BEGIN Raw data
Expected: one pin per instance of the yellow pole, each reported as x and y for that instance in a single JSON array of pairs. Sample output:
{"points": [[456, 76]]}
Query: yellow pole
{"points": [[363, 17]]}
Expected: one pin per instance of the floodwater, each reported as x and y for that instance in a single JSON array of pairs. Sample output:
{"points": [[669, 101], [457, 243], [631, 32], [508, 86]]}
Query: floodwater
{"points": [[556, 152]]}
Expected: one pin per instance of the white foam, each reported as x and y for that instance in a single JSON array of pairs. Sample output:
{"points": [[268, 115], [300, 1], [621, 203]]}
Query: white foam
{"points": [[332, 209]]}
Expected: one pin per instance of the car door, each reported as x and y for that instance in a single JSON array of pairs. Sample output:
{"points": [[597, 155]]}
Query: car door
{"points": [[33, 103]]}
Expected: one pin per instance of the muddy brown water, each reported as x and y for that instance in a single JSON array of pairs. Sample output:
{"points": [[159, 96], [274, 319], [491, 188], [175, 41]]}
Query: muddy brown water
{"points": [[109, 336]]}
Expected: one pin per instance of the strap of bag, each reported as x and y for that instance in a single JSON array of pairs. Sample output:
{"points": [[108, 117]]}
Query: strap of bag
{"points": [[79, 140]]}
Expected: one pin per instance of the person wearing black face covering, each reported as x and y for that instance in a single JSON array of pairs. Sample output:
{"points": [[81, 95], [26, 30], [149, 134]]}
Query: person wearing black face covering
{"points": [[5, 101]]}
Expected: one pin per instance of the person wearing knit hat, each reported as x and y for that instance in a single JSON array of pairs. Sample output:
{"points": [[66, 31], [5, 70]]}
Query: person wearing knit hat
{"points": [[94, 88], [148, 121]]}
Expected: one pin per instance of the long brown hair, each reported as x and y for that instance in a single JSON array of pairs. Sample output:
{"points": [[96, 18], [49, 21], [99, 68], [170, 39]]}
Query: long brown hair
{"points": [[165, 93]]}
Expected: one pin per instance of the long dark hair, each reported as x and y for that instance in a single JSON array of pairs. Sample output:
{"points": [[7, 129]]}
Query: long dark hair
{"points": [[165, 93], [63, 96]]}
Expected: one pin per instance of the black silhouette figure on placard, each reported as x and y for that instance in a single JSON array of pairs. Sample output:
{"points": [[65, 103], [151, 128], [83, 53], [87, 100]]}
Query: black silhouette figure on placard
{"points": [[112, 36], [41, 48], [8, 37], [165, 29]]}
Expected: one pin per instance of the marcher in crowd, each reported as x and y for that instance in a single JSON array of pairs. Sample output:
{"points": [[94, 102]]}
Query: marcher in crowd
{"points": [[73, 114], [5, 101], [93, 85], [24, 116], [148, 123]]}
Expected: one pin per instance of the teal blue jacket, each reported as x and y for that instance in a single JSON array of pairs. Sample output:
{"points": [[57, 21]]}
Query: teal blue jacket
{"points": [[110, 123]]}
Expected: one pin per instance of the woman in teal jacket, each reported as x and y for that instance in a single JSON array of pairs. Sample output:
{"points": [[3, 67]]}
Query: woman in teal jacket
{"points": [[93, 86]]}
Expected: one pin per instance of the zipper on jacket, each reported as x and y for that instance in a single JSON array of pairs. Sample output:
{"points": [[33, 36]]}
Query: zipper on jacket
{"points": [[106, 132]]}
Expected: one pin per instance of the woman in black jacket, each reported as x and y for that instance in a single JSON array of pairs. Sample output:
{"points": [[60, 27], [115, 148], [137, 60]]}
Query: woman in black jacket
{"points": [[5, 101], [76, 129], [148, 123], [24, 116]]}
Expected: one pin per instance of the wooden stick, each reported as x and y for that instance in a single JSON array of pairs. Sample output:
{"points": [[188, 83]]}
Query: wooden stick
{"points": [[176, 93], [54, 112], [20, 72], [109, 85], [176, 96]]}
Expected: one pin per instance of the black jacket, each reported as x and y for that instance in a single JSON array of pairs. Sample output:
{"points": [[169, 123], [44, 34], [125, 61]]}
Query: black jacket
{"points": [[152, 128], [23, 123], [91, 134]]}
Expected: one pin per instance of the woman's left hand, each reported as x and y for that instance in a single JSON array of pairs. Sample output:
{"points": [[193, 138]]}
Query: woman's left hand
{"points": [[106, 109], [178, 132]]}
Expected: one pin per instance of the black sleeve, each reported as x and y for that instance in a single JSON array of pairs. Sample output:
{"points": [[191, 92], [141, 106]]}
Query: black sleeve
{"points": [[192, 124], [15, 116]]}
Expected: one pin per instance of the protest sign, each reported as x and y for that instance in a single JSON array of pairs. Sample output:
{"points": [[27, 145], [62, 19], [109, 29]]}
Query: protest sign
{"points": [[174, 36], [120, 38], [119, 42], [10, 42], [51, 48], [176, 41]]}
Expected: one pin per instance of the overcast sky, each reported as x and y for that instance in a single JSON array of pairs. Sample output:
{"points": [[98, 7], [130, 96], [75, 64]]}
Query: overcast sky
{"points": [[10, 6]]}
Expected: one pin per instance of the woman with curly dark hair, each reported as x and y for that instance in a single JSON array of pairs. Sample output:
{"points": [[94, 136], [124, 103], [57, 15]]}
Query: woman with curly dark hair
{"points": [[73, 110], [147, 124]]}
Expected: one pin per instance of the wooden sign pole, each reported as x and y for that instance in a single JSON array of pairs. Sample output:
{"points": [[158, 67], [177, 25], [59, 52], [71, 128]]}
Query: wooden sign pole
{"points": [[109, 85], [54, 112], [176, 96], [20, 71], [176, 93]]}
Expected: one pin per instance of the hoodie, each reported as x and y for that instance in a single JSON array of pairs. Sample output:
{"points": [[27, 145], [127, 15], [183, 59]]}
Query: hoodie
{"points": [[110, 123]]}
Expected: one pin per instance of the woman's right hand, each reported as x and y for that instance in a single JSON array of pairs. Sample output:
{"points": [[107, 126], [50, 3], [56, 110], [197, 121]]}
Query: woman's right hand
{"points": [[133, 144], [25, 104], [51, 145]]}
END Raw data
To do> Each record must be repeated exactly as it is.

Response to the task>
Expected: one pin per instance of the yellow pole, each reported as x and y for that instance in a single JSON array of pairs. Sample output:
{"points": [[456, 76]]}
Query: yellow pole
{"points": [[363, 17]]}
Expected: one pin per instance of the floodwater, each reported as x and y for that instance in a single JSON array of pairs. Sample output:
{"points": [[669, 101], [457, 243], [631, 32], [508, 86]]}
Query: floodwater
{"points": [[556, 152]]}
Expected: one pin per instance of the white foam, each reported as x and y for that instance in a single JSON array of pairs. Sample output:
{"points": [[268, 115], [300, 1], [621, 203]]}
Query: white foam
{"points": [[332, 209]]}
Expected: one pin per instance of the car door, each reported as x and y for that instance in a single JSON array of pairs. Sample output:
{"points": [[597, 155]]}
Query: car door
{"points": [[33, 103]]}
Expected: one pin per instance of the muddy brown water, each reported as x and y for that instance in a single JSON array of pairs. Sample output:
{"points": [[159, 96], [274, 319], [491, 188], [175, 41]]}
Query: muddy brown water
{"points": [[109, 336]]}
Expected: one pin per instance of the strap of bag, each reported as x and y for that instance in a single JSON array of pairs. Sample output:
{"points": [[108, 117]]}
Query: strap of bag
{"points": [[79, 140]]}
Expected: one pin per instance of the person wearing black face covering, each reported as x and y for that instance in a single JSON array of pairs. Sample output:
{"points": [[81, 95], [26, 30], [149, 134]]}
Query: person wearing black face covering
{"points": [[5, 101]]}
Expected: one pin per instance of the person wearing knit hat, each reported as x and y for that instance in a single JSON array of pairs. Sample output:
{"points": [[66, 31], [5, 70]]}
Query: person wearing knit hat
{"points": [[94, 88], [148, 121]]}
Expected: one pin per instance of the long brown hair, each reported as x and y for that instance in a single JSON array of pairs. Sample output:
{"points": [[96, 18], [49, 21], [99, 68], [170, 39]]}
Query: long brown hair
{"points": [[165, 93]]}
Expected: one pin per instance of the long dark hair, each reported as x and y for that instance in a single JSON array of pairs. Sample output:
{"points": [[7, 129]]}
Query: long dark hair
{"points": [[165, 93], [63, 96]]}
Expected: one pin per instance of the black silhouette figure on placard, each reported as x and y for that instance in a single JSON array of pairs. Sample output:
{"points": [[65, 103], [151, 128], [83, 53], [87, 100]]}
Query: black silhouette figure on placard
{"points": [[112, 36], [41, 48], [8, 37], [165, 29]]}
Expected: one pin per instance of the marcher in crowd, each reported as x and y for that instance in a single JSON array of pairs. Sample output:
{"points": [[94, 102]]}
Query: marcher in crowd
{"points": [[73, 114], [5, 101], [93, 85], [24, 116], [148, 123]]}
Expected: one pin per instance of the teal blue jacket, each reported as x and y for that instance in a single JSON array of pairs. Sample output:
{"points": [[57, 21]]}
Query: teal blue jacket
{"points": [[110, 123]]}
Expected: one pin per instance of the woman in teal jacket, each reported as x and y for that instance in a single JSON array of pairs. Sample output:
{"points": [[3, 67]]}
Query: woman in teal jacket
{"points": [[93, 86]]}
Expected: one pin per instance of the zipper on jacket, each reported as x and y for that instance in a single JSON array of pairs. Sample output:
{"points": [[33, 36]]}
Query: zipper on jacket
{"points": [[106, 132]]}
Expected: one pin per instance of the woman in black jacket, each reported as x and y for that instance in a single JSON array of pairs. Sample output:
{"points": [[60, 27], [115, 148], [137, 60]]}
Query: woman in black jacket
{"points": [[5, 101], [76, 129], [148, 123], [24, 116]]}
Expected: one pin per instance of the wooden stick, each reported as x and y for that instance in a single JSON array of pairs. Sample output:
{"points": [[188, 83]]}
Query: wooden stick
{"points": [[176, 93], [54, 112], [20, 72], [109, 85], [176, 96]]}
Expected: one pin per instance of the black jacket, each reported as x and y for that instance in a single JSON array of pairs. Sample output:
{"points": [[169, 123], [44, 34], [125, 61]]}
Query: black jacket
{"points": [[152, 128], [23, 123], [91, 134]]}
Expected: one pin per instance of the woman's left hand, each reported as x and y for that instance in a single JSON array of pairs. Sample output:
{"points": [[193, 138]]}
Query: woman's left hand
{"points": [[106, 109], [178, 132]]}
Expected: one pin per instance of the black sleeve, each reported as x and y for that instance in a single JSON array of pairs. Sample output:
{"points": [[191, 92], [141, 106]]}
Query: black sleeve
{"points": [[192, 124], [15, 116]]}
Expected: one pin per instance of the protest sign, each reported as x and y for that instance in a single JSON array of pairs. Sample output:
{"points": [[27, 145], [62, 19], [109, 29]]}
Query: protest sign
{"points": [[174, 36], [120, 38], [119, 42], [10, 42], [51, 48], [176, 41]]}
Expected: one pin per instance of the overcast sky, each reported as x and y for that instance in a single JSON array of pairs. Sample output:
{"points": [[98, 7], [130, 96], [75, 64]]}
Query: overcast sky
{"points": [[10, 6]]}
Expected: one pin per instance of the woman with curly dark hair, each reported as x and y for that instance in a single JSON array of pairs. Sample output:
{"points": [[94, 136], [124, 103], [57, 15]]}
Query: woman with curly dark hair
{"points": [[73, 110], [147, 124]]}
Expected: one pin per instance of the wooden sign pole, each reported as x and y for that instance in a single JSON array of pairs. Sample output:
{"points": [[158, 67], [177, 25], [59, 52], [71, 128]]}
Query: wooden sign pole
{"points": [[109, 85], [54, 112], [176, 96], [20, 71], [176, 93]]}
Expected: one pin per instance of the hoodie, each reported as x and y for that instance in a single JSON array of pairs. Sample output:
{"points": [[27, 145], [127, 15], [183, 59]]}
Query: hoodie
{"points": [[110, 123]]}
Expected: one pin per instance of the woman's right hand, each reported as x and y for that instance in a single JSON array of pairs. Sample output:
{"points": [[107, 126], [50, 3], [56, 110], [197, 121]]}
Query: woman's right hand
{"points": [[133, 144], [25, 104], [51, 145]]}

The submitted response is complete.